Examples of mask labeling

--- Start ---

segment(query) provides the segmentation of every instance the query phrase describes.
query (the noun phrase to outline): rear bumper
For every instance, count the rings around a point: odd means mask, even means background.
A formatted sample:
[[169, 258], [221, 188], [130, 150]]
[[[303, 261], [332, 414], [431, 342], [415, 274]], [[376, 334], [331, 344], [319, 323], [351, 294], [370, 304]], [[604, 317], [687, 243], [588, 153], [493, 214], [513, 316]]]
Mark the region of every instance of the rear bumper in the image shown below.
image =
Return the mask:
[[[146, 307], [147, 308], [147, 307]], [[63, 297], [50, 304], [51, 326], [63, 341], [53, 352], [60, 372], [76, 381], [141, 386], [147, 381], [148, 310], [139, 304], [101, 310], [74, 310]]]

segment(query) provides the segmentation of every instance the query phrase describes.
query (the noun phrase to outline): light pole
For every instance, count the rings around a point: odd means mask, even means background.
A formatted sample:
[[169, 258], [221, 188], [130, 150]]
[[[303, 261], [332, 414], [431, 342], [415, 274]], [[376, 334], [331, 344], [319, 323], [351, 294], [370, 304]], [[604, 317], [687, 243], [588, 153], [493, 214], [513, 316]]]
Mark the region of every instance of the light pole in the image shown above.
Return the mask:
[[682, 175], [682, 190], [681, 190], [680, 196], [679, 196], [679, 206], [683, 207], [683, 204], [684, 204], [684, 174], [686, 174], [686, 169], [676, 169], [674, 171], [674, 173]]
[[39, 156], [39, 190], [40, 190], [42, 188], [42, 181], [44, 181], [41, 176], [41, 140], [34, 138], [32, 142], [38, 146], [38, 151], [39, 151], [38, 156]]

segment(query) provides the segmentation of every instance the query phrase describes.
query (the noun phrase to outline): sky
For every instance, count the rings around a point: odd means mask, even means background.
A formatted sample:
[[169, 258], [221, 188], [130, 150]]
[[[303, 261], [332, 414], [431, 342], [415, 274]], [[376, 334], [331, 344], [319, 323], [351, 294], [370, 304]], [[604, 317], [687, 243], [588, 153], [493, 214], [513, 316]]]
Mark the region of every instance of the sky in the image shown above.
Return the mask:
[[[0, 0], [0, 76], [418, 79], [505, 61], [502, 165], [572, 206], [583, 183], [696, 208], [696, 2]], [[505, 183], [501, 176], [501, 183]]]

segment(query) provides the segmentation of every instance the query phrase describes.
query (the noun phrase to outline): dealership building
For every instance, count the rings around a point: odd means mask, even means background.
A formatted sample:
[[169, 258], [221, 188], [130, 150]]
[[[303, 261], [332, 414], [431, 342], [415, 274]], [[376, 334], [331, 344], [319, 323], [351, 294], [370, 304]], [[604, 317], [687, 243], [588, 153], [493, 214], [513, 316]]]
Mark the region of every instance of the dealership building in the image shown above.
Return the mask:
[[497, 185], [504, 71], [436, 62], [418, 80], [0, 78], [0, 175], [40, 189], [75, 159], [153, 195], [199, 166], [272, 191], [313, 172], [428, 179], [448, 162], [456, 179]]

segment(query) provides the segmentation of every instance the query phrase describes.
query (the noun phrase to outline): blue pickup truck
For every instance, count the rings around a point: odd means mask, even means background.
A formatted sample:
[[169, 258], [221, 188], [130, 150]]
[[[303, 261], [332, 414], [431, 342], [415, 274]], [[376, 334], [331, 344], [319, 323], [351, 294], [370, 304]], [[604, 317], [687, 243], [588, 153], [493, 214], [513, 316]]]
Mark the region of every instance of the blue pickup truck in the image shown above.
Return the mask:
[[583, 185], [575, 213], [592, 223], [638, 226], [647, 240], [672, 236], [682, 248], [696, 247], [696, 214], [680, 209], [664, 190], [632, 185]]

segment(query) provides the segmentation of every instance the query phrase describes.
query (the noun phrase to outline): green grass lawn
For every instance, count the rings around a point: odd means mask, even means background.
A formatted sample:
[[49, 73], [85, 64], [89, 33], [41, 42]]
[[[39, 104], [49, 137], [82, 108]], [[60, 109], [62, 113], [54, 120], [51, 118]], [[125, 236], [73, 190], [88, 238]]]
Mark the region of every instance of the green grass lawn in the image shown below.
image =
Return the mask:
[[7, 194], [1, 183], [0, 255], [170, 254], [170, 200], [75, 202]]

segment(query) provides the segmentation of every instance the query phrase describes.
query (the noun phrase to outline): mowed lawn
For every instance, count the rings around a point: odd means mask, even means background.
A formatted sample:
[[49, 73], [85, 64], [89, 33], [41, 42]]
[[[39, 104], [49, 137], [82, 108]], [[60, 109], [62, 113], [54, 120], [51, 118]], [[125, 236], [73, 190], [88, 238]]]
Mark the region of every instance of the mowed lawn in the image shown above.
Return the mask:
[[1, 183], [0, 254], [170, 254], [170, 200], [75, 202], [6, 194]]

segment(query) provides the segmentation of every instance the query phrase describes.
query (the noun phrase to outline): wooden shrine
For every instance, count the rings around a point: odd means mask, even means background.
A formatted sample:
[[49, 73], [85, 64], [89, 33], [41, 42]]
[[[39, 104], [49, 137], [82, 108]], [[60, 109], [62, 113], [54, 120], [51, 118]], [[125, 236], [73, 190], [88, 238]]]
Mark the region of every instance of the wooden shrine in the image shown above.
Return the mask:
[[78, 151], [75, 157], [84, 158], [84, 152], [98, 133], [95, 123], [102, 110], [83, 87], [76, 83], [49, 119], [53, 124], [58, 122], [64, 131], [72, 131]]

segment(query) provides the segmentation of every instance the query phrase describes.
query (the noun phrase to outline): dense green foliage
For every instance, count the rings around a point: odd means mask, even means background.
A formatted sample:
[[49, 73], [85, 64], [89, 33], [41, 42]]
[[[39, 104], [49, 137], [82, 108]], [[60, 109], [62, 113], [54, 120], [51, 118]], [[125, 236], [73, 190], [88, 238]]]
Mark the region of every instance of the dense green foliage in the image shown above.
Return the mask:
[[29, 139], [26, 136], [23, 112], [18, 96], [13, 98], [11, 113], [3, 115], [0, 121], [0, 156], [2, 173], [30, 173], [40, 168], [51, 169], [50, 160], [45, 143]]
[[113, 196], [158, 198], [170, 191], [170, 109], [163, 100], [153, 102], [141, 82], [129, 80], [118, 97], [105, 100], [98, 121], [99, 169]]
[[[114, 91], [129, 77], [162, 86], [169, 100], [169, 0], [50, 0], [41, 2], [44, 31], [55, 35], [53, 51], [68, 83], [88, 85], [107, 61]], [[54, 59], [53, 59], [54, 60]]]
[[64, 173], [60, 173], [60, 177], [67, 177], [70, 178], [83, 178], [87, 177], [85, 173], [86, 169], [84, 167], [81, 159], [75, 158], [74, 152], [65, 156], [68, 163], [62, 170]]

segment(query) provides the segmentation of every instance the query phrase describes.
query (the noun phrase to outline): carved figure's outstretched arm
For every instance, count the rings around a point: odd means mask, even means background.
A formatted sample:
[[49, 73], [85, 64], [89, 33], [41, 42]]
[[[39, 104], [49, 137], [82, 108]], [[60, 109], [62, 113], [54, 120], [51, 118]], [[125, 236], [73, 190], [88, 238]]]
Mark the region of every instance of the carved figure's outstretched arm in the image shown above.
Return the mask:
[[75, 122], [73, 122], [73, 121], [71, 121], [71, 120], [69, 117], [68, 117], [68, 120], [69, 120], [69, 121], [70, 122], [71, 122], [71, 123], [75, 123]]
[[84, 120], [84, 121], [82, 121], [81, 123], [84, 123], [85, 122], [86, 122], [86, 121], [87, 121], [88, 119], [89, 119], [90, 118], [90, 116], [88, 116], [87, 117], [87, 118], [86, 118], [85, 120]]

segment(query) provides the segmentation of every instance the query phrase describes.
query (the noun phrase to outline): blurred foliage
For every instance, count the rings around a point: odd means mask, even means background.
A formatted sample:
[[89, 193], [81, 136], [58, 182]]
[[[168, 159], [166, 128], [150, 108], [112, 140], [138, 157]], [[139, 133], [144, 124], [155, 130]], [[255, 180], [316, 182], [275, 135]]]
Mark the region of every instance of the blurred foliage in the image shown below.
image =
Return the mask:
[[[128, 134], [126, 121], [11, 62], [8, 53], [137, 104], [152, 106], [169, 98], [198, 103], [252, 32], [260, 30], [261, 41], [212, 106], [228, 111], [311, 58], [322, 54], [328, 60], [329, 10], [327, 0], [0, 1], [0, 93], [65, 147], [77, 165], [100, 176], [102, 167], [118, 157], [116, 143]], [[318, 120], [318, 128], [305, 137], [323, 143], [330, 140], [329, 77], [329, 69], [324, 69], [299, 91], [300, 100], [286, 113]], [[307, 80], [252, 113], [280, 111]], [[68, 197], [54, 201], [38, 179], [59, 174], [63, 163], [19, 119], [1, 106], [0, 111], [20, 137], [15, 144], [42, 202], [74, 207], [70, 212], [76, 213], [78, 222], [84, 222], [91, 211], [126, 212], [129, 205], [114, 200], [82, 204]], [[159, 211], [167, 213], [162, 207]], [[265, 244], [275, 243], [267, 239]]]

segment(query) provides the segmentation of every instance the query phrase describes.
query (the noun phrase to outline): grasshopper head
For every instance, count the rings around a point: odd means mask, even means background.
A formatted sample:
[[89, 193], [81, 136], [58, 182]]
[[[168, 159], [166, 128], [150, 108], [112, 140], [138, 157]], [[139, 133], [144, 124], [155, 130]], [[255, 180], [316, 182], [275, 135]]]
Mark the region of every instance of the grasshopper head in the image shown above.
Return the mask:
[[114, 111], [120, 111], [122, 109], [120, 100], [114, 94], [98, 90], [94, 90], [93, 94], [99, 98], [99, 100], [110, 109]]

--- End ---

> [Brief]:
Write out the records again from their first line through the line containing "310], [74, 310]]]", switching "rear bumper" to "front bumper" and leaving everything else unchanged.

> [Expected output]:
segment(query) provides the segmentation of every instance the query phrase describes.
query (the noun phrase to outline): front bumper
For every instance, count the rings around a point: odd means mask, even means background.
A formatted sample:
[[169, 258], [221, 188], [130, 150]]
[[[303, 261], [332, 414], [431, 342], [415, 274]], [[376, 334], [331, 344], [319, 323], [351, 294], [370, 304]], [[604, 317], [687, 243], [588, 153], [493, 214], [513, 316]]]
Mark the region of every instance of the front bumper in the image shown below.
image =
Return the mask:
[[[146, 307], [147, 308], [147, 307]], [[63, 297], [50, 304], [51, 326], [63, 341], [53, 352], [60, 372], [76, 381], [141, 386], [147, 381], [148, 310], [139, 304], [101, 310], [74, 310]]]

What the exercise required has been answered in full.